Your instructions: Work through the material beneath and count the lines that include "below"; the answer is that number alone.

Supplied entries:
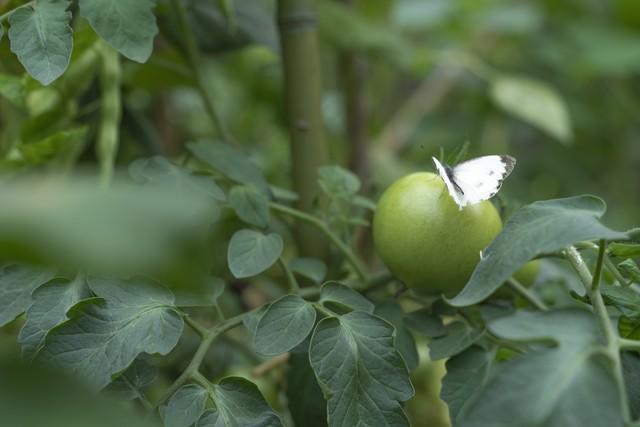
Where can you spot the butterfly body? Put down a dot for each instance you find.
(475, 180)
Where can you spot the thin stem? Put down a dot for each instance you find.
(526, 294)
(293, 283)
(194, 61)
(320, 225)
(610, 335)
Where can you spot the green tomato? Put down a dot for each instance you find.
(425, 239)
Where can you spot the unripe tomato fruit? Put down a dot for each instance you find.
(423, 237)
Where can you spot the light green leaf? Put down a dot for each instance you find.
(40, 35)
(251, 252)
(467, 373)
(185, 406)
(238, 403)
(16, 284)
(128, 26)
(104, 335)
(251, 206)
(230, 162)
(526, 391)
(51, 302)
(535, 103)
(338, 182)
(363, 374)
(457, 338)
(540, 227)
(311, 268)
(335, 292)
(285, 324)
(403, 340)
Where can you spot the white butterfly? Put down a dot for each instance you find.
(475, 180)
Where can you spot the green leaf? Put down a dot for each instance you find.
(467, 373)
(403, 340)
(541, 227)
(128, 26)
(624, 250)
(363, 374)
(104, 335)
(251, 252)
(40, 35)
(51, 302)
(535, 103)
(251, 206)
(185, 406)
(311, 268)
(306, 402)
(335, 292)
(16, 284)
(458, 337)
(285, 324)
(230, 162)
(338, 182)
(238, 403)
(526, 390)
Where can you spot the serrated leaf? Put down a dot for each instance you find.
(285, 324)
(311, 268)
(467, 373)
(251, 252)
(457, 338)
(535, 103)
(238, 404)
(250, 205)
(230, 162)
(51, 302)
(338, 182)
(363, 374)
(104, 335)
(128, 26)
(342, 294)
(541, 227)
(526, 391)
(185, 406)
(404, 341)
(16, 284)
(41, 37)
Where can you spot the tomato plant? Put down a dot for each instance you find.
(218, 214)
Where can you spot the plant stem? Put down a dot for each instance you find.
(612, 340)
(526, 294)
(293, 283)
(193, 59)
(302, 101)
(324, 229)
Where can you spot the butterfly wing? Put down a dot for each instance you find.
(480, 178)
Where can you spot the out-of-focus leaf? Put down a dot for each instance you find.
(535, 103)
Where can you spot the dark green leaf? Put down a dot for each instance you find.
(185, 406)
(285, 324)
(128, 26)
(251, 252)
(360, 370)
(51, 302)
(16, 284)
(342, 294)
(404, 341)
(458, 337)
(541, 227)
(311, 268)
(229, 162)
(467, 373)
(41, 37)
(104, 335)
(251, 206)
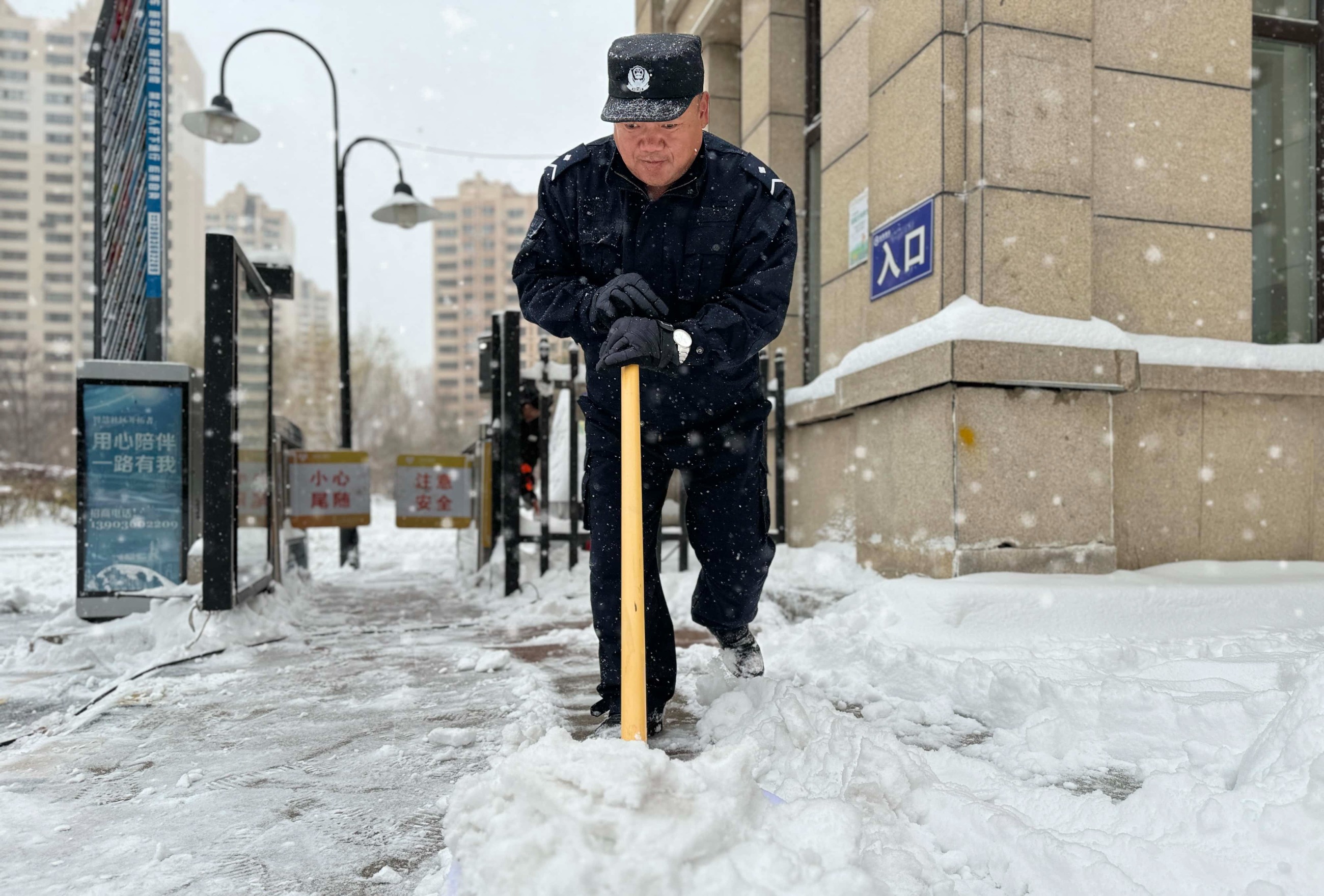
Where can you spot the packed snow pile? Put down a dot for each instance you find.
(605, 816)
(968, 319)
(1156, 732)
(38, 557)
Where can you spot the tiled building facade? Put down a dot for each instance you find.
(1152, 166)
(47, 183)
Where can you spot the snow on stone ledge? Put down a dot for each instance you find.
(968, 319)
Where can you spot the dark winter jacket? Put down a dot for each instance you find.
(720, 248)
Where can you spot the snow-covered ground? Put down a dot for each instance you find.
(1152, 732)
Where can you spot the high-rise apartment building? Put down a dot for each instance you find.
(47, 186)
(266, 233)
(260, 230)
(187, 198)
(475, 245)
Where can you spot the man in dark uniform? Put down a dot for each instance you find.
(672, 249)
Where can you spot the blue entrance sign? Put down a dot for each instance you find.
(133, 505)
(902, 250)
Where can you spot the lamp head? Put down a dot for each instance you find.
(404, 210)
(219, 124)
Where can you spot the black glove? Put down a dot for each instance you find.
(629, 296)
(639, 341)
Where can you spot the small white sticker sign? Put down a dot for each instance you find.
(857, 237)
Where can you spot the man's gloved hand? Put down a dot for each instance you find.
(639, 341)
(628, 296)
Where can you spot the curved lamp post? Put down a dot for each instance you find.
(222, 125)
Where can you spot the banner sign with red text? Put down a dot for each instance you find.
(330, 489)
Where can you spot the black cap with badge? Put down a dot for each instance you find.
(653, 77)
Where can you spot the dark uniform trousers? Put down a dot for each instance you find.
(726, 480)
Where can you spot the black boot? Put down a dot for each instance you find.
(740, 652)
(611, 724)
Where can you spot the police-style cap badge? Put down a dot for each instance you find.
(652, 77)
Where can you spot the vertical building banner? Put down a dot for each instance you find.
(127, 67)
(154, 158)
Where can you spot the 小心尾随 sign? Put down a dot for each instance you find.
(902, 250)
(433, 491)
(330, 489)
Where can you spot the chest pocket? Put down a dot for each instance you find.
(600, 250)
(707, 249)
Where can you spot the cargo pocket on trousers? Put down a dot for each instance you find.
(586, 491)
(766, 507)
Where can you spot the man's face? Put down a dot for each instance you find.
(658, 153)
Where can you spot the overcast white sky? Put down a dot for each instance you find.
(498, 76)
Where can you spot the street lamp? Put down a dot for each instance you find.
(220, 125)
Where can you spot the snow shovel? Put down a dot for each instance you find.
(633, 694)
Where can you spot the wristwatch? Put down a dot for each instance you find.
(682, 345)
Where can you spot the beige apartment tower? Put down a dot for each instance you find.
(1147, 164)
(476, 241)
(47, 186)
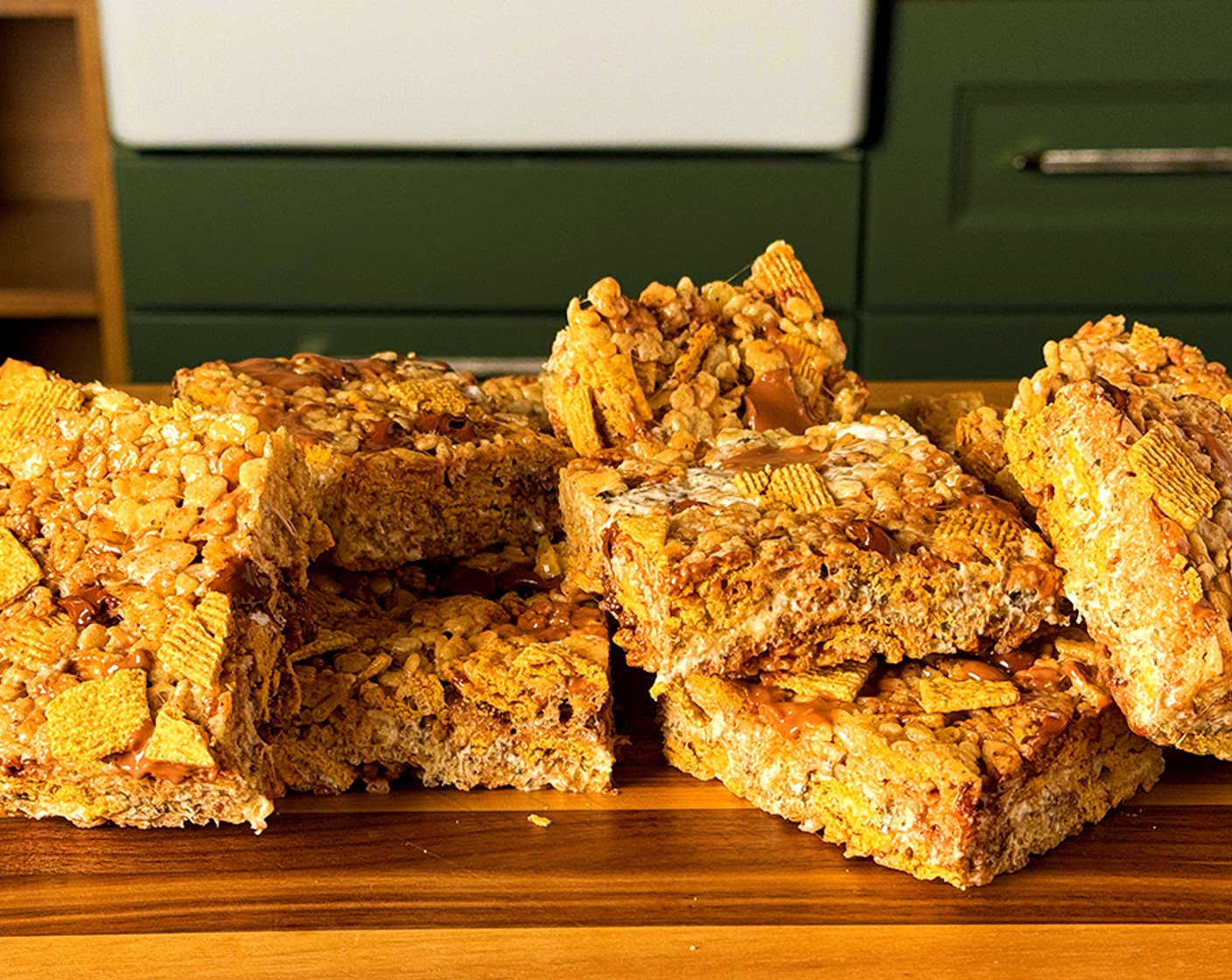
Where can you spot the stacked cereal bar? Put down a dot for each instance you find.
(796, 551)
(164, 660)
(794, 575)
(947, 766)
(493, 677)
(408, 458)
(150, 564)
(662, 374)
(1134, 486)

---

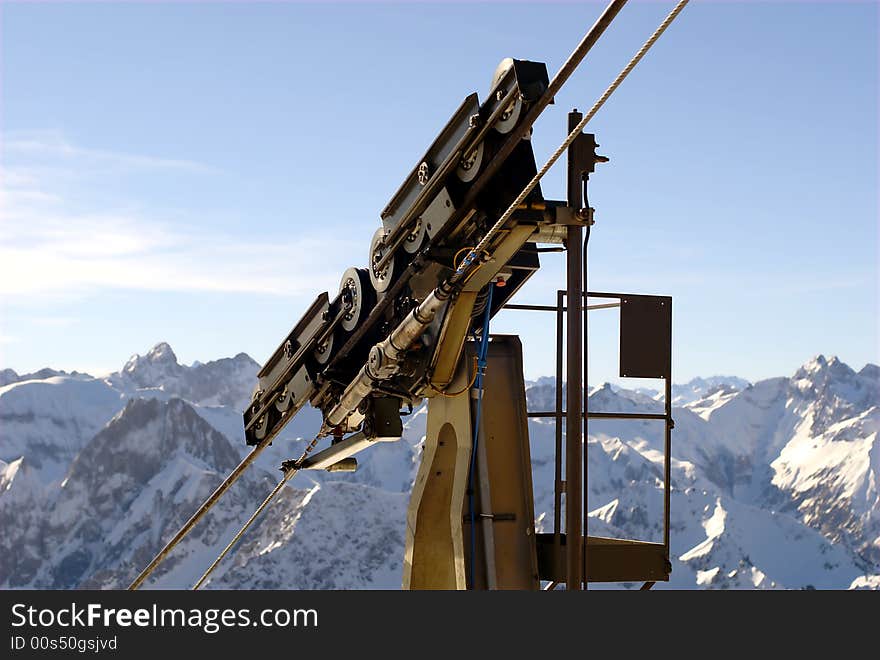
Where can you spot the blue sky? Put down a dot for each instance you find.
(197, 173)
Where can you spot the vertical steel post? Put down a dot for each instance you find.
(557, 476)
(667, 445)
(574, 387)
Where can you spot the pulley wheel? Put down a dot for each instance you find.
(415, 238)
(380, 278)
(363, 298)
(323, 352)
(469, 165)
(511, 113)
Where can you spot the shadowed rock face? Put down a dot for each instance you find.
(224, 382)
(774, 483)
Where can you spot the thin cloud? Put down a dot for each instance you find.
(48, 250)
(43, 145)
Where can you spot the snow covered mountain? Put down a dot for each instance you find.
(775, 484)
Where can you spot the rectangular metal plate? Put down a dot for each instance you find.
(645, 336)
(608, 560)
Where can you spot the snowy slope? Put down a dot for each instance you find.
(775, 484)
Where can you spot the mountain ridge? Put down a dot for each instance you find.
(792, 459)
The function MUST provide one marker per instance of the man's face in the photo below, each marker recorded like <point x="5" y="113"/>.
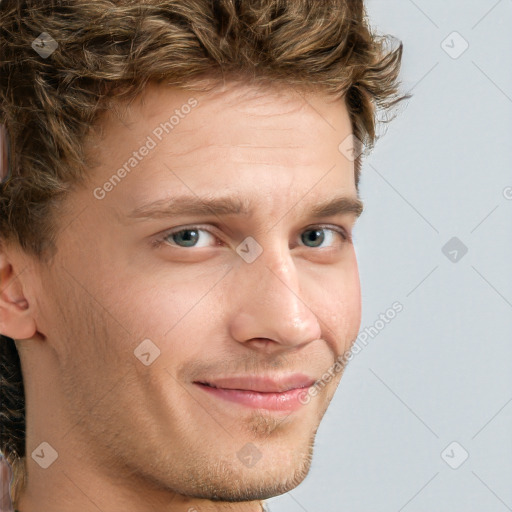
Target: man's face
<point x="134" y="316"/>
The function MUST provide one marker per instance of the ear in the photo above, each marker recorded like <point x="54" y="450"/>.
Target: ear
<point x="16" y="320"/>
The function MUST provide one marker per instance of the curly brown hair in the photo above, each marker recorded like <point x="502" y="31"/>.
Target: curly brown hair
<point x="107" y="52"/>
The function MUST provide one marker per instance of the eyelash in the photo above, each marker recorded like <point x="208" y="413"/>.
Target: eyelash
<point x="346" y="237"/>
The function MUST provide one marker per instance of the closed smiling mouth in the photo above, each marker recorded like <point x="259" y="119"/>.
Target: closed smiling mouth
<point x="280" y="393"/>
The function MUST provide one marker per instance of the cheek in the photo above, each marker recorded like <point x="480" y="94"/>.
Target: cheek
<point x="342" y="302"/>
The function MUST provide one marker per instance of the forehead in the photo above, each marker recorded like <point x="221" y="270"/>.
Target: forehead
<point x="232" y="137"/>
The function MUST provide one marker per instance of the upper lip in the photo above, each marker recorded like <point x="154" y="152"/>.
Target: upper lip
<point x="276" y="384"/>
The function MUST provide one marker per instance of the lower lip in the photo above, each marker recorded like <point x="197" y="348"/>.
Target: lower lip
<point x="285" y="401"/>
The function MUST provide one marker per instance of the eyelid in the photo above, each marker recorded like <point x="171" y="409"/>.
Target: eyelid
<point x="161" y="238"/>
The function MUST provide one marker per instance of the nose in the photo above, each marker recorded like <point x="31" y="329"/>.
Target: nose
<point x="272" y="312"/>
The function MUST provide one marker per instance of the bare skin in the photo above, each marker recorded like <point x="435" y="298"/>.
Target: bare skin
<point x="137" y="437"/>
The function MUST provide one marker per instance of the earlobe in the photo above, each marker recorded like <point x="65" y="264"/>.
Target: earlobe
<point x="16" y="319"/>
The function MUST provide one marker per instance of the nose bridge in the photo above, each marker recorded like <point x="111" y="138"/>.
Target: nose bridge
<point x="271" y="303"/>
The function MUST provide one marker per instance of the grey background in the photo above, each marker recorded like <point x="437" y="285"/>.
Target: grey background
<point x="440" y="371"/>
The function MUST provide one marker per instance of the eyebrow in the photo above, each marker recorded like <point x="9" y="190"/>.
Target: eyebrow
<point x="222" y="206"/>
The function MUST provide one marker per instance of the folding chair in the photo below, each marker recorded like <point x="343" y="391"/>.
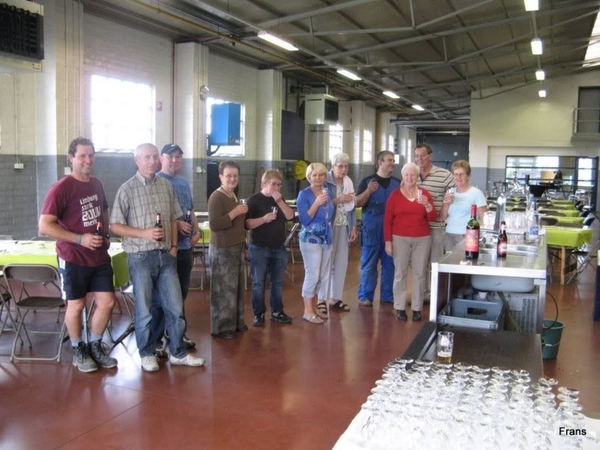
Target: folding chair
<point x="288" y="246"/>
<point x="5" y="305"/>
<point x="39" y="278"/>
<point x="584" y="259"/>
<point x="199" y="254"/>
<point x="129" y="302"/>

Written reply: 2